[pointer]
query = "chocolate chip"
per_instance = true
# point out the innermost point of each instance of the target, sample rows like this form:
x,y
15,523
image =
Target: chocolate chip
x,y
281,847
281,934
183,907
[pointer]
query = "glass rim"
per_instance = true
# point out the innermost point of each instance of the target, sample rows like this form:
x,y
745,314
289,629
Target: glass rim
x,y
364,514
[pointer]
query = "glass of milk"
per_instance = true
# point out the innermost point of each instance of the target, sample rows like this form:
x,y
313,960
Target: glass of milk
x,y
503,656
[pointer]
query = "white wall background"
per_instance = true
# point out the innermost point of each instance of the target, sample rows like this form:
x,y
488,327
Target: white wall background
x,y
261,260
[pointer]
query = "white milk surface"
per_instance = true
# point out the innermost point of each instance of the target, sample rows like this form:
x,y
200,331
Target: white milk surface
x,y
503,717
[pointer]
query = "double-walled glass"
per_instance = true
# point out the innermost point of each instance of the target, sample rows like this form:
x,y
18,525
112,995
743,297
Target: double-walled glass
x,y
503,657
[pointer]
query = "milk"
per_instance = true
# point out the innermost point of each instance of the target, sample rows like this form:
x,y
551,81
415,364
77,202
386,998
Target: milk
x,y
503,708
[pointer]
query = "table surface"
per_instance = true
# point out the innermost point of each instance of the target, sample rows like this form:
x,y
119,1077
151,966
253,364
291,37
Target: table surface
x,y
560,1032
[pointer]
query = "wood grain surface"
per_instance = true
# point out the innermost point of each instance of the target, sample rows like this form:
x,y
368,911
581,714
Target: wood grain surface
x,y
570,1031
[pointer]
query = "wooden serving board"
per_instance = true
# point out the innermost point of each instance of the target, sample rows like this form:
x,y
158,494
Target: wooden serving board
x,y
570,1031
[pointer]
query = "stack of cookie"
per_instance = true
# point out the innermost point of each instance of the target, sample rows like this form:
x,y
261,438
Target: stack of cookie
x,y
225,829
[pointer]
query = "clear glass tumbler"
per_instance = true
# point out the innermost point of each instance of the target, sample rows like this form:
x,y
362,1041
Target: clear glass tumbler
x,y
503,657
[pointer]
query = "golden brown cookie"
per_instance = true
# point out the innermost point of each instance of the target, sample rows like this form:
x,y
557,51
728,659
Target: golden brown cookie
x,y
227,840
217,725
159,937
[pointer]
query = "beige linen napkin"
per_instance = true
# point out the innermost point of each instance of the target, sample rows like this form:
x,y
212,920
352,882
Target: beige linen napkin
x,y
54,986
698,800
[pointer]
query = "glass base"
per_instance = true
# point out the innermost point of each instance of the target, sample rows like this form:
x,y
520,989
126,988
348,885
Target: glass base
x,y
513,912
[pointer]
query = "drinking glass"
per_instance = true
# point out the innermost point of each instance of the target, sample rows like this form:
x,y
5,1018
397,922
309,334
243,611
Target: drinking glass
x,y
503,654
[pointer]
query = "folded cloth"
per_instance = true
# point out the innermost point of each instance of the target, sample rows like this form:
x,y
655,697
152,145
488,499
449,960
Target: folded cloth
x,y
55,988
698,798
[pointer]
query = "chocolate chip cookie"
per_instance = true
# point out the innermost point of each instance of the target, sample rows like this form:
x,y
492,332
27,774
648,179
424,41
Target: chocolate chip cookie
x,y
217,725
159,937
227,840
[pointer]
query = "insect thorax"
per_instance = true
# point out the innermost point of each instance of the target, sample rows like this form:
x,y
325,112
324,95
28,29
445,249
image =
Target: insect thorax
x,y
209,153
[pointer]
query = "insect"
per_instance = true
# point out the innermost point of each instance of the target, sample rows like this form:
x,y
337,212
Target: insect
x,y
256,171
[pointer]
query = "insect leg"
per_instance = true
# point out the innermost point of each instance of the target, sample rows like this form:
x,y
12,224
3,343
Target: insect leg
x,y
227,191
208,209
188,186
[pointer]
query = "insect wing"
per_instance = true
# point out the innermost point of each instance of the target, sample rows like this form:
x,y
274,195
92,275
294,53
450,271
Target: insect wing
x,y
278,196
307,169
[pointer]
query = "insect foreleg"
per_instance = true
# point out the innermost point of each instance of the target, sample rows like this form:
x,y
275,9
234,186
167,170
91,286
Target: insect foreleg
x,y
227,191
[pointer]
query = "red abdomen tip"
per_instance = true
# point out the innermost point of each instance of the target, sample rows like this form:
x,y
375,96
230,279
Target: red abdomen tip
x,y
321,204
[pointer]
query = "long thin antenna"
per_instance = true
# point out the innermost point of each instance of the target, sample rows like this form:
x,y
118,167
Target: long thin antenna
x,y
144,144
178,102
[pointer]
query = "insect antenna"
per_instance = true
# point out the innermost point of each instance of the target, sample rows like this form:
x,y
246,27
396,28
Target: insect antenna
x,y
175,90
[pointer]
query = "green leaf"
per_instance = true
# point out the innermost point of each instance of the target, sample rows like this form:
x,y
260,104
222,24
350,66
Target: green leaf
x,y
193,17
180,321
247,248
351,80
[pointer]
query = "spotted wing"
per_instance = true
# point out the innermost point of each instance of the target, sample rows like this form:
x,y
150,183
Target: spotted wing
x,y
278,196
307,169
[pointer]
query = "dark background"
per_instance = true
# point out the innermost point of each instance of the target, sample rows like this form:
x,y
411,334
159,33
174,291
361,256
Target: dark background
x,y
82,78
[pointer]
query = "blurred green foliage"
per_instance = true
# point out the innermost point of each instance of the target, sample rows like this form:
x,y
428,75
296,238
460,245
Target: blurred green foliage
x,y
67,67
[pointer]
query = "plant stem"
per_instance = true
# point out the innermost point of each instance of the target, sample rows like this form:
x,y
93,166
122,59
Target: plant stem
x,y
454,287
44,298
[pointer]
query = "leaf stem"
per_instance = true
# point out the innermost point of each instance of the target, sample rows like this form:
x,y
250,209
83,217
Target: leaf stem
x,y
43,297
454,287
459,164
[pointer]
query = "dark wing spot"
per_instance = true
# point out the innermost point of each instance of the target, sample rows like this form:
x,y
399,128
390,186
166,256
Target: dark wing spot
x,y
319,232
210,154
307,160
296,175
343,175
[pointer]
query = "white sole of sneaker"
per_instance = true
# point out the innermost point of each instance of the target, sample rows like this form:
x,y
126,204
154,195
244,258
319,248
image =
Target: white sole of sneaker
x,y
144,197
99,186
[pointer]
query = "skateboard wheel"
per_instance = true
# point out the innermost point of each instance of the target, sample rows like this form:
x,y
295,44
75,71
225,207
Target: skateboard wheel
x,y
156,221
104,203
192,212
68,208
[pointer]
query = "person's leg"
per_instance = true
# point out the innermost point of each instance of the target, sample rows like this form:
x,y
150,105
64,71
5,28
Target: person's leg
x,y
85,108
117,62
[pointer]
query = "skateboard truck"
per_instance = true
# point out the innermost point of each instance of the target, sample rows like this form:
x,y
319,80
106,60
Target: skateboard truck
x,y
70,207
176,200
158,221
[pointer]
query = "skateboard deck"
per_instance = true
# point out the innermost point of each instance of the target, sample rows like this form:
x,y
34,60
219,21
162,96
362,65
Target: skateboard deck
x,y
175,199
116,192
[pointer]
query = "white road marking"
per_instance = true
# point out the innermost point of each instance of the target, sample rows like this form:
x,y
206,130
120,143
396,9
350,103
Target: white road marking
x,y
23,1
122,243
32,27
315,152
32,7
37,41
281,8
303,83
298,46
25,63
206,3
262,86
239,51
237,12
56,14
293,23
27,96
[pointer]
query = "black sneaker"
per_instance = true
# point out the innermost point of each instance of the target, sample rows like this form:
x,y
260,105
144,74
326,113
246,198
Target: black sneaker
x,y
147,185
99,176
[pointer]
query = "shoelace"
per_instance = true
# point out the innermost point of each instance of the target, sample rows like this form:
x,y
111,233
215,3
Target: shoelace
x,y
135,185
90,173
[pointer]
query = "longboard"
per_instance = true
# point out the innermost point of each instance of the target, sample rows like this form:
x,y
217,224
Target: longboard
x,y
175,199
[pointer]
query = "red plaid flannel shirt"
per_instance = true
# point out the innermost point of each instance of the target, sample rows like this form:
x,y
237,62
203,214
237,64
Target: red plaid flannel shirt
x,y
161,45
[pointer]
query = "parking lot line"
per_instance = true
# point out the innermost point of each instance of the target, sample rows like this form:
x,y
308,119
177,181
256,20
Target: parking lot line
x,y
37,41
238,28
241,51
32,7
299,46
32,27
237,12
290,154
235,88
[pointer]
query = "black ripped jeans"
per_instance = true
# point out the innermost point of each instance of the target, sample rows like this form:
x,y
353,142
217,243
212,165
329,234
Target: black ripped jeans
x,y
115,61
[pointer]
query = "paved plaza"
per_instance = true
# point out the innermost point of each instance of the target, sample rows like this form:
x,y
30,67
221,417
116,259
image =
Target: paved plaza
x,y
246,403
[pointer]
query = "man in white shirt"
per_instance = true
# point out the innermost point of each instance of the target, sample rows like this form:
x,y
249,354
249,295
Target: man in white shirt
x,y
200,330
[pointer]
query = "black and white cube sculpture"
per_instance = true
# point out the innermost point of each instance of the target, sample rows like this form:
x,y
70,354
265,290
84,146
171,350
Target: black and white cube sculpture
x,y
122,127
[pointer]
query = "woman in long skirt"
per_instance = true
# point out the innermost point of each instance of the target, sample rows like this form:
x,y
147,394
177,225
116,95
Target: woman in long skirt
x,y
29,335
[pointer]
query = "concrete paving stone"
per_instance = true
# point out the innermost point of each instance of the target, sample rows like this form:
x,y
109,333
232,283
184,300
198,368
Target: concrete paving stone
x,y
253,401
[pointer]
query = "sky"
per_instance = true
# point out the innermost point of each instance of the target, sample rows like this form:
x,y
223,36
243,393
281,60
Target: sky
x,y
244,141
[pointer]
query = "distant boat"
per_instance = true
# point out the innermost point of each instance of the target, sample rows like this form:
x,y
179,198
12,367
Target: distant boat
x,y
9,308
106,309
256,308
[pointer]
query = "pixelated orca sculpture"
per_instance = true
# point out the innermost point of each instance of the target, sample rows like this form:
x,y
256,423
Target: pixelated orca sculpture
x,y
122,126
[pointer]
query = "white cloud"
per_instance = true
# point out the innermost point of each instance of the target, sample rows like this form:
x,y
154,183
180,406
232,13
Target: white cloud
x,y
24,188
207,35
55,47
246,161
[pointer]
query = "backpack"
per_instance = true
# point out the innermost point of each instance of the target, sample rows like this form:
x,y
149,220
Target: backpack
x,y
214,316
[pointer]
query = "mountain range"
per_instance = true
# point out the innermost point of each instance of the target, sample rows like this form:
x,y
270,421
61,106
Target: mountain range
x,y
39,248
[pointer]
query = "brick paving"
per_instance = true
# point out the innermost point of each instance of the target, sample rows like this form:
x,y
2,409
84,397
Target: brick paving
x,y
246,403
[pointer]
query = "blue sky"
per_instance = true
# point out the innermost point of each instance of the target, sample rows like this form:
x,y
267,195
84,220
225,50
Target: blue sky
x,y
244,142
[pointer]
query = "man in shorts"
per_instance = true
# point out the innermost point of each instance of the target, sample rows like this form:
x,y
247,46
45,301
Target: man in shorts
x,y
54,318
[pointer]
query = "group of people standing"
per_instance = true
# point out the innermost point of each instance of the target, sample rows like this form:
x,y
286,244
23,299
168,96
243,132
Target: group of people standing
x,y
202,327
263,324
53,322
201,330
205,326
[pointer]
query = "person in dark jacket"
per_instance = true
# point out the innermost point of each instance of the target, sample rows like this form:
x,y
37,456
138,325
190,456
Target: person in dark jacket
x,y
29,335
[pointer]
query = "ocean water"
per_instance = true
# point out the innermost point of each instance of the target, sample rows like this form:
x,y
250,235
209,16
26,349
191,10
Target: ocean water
....
§ Exercise description
Please filter the records above and copy out every line that contains the word "foliage".

§ Task result
query = "blurred green foliage"
Target: blurred green foliage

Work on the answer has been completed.